Direction: Could you reproduce every line of the records below, character for character and without any changes?

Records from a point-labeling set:
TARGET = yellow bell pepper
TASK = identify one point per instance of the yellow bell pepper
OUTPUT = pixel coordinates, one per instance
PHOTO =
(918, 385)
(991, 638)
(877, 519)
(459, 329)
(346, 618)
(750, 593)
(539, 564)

The answer:
TARGET = yellow bell pepper
TASK = identify one point per instance of the yellow bell pepper
OUTPUT = pixel coordinates, one per instance
PHOTO =
(918, 385)
(991, 638)
(877, 519)
(459, 329)
(346, 618)
(750, 593)
(539, 564)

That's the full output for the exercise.